# WHAT THE TASK REQUIRES
Find the line containing "Query: sandy arena floor". Return it and every line after it, unchanged, up to and including the last line.
==*==
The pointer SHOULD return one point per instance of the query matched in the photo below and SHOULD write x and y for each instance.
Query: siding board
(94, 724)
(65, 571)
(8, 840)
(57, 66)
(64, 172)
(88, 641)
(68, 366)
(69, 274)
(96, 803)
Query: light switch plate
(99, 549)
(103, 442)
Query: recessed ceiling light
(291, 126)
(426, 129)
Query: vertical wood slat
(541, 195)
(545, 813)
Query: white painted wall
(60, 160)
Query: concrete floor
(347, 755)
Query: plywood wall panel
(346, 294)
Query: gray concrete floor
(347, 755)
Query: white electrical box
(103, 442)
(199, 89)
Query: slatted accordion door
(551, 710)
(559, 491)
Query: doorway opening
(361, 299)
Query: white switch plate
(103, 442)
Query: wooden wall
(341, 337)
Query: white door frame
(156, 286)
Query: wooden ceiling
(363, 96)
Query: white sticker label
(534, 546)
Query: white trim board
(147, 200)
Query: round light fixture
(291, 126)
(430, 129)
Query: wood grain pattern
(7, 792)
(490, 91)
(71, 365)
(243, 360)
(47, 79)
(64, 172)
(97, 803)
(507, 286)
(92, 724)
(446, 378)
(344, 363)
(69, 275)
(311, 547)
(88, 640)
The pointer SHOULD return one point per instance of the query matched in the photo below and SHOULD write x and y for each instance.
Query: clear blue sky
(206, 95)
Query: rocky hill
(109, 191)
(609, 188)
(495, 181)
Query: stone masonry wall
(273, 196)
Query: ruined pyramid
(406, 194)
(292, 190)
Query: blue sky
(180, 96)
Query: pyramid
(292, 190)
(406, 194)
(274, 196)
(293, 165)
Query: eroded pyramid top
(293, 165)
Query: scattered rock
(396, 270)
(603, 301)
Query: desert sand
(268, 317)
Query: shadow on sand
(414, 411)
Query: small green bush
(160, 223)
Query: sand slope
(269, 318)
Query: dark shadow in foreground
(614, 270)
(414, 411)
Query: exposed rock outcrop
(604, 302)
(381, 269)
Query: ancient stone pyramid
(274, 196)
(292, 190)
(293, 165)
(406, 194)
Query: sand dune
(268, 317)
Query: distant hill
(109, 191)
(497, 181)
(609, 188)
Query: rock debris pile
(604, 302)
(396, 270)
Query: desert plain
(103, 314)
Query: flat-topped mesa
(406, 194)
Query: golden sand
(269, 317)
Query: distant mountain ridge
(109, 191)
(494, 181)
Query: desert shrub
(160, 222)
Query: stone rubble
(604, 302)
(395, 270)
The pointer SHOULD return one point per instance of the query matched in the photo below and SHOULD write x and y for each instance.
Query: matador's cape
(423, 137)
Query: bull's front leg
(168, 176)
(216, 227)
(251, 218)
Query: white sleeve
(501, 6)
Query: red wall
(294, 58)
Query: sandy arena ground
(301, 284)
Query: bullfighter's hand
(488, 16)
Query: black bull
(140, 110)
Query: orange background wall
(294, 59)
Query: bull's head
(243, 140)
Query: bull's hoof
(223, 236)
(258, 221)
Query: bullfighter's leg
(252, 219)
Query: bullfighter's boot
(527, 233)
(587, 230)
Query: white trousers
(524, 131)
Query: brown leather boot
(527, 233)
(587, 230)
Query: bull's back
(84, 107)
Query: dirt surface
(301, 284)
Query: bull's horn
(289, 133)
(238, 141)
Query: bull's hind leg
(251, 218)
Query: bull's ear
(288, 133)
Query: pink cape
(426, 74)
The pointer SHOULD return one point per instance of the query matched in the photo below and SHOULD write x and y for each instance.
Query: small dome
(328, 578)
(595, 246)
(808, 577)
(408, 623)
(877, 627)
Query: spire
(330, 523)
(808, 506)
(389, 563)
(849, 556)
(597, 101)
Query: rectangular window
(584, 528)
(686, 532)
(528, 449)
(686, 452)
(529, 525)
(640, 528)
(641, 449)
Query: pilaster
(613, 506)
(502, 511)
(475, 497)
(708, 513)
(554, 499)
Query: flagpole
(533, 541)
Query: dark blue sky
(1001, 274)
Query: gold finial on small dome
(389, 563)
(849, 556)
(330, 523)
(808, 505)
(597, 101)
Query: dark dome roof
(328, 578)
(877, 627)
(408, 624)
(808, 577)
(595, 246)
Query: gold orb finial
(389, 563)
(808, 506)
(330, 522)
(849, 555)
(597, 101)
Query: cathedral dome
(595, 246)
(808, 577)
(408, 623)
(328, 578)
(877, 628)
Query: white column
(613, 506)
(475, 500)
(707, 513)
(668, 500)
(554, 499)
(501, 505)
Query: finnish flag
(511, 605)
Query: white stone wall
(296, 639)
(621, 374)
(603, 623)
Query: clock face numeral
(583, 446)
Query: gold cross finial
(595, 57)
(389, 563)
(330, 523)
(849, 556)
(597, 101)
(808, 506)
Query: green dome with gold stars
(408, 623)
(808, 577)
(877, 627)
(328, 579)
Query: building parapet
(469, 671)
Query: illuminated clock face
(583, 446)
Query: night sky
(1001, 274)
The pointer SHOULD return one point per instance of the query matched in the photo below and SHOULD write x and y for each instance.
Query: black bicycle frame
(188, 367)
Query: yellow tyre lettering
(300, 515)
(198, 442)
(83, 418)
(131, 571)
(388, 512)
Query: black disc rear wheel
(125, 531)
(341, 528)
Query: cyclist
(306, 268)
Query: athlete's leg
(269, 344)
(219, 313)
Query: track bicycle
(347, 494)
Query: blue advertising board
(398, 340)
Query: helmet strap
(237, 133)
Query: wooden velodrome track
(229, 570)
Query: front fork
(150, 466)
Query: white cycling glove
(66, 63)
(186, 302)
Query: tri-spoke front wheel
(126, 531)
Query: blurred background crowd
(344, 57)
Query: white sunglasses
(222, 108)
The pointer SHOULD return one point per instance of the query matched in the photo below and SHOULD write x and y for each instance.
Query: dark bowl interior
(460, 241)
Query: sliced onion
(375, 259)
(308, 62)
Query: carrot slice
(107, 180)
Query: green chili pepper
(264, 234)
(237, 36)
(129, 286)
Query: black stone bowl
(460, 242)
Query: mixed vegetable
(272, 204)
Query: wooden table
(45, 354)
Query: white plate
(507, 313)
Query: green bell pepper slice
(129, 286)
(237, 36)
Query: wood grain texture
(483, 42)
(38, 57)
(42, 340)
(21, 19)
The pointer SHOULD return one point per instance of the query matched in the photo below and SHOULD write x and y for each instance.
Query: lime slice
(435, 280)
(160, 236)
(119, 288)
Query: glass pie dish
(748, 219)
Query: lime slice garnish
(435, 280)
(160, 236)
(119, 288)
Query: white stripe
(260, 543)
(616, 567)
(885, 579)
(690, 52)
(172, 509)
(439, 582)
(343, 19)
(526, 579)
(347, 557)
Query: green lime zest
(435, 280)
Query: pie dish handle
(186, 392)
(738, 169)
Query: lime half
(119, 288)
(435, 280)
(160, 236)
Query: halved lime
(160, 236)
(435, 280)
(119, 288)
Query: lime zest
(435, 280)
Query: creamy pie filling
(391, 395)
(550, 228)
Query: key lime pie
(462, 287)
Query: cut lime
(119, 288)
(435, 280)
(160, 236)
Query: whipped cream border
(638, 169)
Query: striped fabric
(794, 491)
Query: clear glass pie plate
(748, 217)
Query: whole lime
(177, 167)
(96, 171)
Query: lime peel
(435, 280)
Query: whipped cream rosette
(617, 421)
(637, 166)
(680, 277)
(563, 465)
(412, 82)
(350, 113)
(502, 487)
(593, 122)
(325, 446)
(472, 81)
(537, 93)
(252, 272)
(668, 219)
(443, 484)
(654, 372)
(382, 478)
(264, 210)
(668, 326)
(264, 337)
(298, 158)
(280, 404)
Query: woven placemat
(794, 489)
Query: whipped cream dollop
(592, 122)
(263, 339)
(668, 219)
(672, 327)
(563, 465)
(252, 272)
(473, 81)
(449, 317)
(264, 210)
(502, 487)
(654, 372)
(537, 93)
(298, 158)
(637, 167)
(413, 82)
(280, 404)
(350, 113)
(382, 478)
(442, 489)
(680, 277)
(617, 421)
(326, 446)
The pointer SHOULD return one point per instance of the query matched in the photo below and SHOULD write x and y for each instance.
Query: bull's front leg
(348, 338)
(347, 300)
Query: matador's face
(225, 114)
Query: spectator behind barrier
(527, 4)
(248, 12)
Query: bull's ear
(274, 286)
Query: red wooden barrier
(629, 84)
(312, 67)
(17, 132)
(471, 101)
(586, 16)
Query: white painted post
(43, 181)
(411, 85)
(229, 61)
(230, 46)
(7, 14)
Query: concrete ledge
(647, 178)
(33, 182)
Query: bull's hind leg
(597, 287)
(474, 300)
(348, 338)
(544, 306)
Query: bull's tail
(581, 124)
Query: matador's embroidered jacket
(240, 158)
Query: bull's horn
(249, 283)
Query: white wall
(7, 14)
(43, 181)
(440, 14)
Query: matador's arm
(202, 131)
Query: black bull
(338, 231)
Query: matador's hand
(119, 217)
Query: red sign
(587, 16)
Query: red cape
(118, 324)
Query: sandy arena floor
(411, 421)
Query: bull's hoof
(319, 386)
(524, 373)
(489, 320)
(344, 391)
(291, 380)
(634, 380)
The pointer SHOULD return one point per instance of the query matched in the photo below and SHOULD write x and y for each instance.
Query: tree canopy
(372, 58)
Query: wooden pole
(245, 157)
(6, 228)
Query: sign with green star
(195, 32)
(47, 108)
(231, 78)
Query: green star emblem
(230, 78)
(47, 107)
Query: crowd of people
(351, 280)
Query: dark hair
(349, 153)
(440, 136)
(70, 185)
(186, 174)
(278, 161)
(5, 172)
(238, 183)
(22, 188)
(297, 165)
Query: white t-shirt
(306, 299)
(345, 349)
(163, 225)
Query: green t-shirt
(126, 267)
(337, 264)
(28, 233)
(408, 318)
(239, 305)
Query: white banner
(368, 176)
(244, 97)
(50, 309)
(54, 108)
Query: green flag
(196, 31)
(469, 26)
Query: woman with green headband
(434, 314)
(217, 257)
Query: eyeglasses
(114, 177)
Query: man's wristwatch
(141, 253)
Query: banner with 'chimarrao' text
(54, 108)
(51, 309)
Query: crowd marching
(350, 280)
==*==
# EXPECTED ANSWER
Query: sandy arena floor
(411, 421)
Query: bull's hoof
(319, 386)
(524, 373)
(489, 320)
(344, 391)
(291, 380)
(634, 380)
The pointer SHOULD return one point per instance of the query matched in the photo below and SHOULD write x and y for each instance.
Query: tree canopy
(372, 58)
Query: wooden pole
(245, 157)
(6, 228)
Query: sign with green star
(195, 32)
(47, 108)
(231, 78)
Query: green star emblem
(230, 78)
(47, 107)
Query: crowd of people
(351, 280)
Query: dark hair
(349, 153)
(440, 136)
(70, 185)
(186, 174)
(278, 161)
(5, 172)
(238, 183)
(22, 188)
(297, 165)
Query: white t-shirt
(306, 299)
(345, 349)
(163, 225)
Query: green t-shirt
(126, 267)
(337, 264)
(28, 233)
(408, 318)
(239, 305)
Query: white banner
(368, 176)
(244, 97)
(50, 309)
(54, 108)
Query: green flag
(196, 31)
(469, 26)
Query: woman with green headband
(434, 314)
(217, 257)
Query: eyeglasses
(114, 177)
Query: man's wristwatch
(141, 253)
Query: banner with 'chimarrao' text
(54, 108)
(51, 309)
Query: crowd marching
(350, 280)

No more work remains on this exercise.